- [JOB]:
Set out the lines below as a Markdown table with the columns No. and Line, one row per line, skipping any blank lines. Leave the pictures out.

- [ENTRIES PROVIDED]:
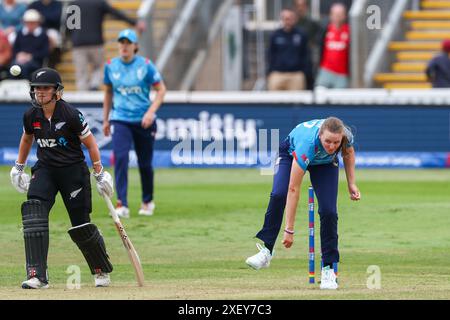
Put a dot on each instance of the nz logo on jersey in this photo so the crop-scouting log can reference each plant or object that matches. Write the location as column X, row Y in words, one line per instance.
column 59, row 125
column 62, row 142
column 140, row 73
column 47, row 143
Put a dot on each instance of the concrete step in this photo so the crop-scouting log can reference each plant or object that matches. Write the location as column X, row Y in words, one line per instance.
column 165, row 4
column 427, row 35
column 400, row 77
column 432, row 24
column 435, row 5
column 408, row 67
column 404, row 56
column 427, row 14
column 126, row 5
column 407, row 85
column 415, row 45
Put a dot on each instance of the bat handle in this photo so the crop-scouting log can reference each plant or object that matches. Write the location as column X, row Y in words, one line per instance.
column 111, row 208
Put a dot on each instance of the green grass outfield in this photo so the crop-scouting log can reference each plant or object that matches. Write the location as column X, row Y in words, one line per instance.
column 195, row 245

- [OUTPUT]:
| No. | Line |
|---|---|
| 1 | Put a dot on each instance of the nz logo on jersey in this photo so the crop-scouting log can reference each plant or object that matches. Write the location as column X, row Y in words, one line per instance. |
| 2 | column 59, row 125 |
| 3 | column 62, row 142 |
| 4 | column 140, row 73 |
| 5 | column 47, row 143 |
| 6 | Put a dot on each instance of the concrete step in this photo so the crop-scouting log can reference each plant or object that matches. Write the location as column X, row Y in words, one line per instance. |
| 7 | column 165, row 4 |
| 8 | column 427, row 35 |
| 9 | column 400, row 77 |
| 10 | column 432, row 24 |
| 11 | column 435, row 5 |
| 12 | column 408, row 67 |
| 13 | column 404, row 56 |
| 14 | column 427, row 14 |
| 15 | column 126, row 5 |
| 16 | column 407, row 85 |
| 17 | column 415, row 45 |
| 18 | Put a dot on each instance of the bat handle in this photo so the crop-scouting log can reference each plant or object that matches. Write the location as column X, row Y in words, one line per instance. |
| 19 | column 111, row 208 |
| 20 | Put a dot on each instance of the green grass outfield in this photo so the crop-scouting log can reference each plant or object that matches. Write the location as column X, row Y in words, one line per instance. |
| 21 | column 195, row 245 |